[EXERCISE DIRECTIONS] Locate each line below that includes "Which" and reproduce it.

### RECORDS FOR THE EXERCISE

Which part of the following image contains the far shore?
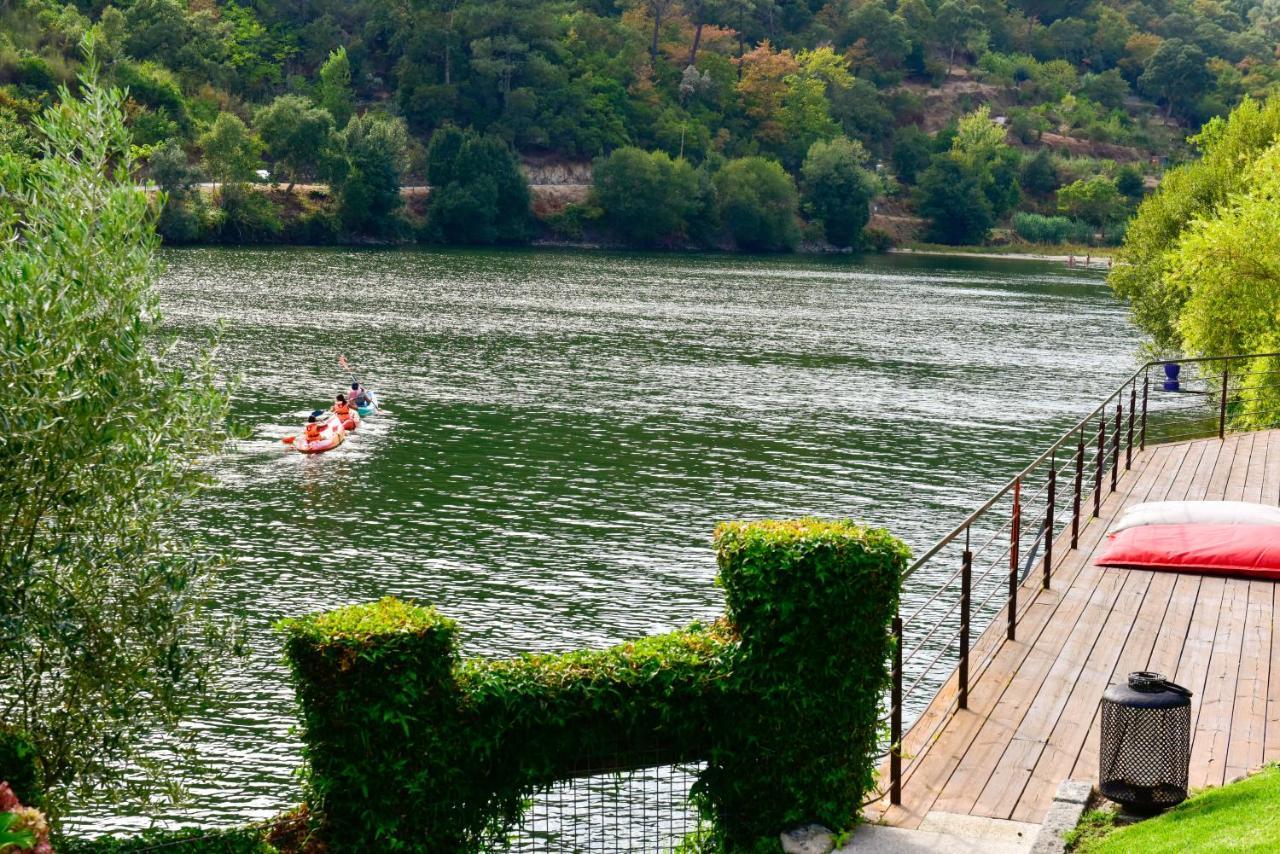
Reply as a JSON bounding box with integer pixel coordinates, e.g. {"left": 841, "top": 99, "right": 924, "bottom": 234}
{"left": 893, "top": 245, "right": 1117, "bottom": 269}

######
### RECORDS FOR THE EXERCISE

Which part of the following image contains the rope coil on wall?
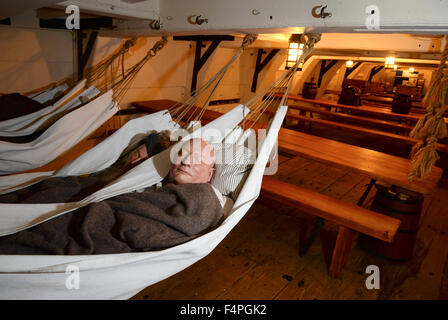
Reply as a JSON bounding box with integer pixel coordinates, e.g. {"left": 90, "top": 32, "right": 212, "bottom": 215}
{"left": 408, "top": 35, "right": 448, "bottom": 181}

######
### RECORDS FOR THE EXERCISE

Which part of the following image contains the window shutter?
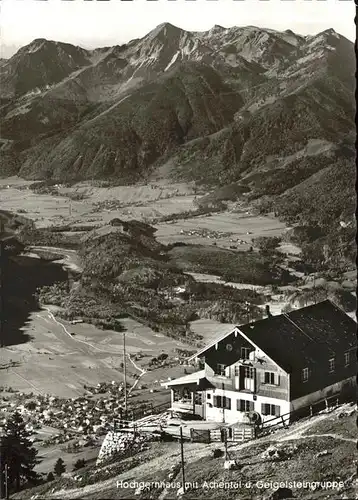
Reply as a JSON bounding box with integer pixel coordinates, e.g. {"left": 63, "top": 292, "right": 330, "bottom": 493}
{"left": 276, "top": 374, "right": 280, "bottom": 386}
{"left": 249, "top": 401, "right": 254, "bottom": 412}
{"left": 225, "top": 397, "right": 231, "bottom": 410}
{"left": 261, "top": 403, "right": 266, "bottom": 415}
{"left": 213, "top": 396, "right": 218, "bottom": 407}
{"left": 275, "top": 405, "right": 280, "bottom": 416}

######

[RESULT]
Which part of the following image contains the far shore?
Which part of the following image contains the rope coil on wall?
Which part of the following image contains the window shutter?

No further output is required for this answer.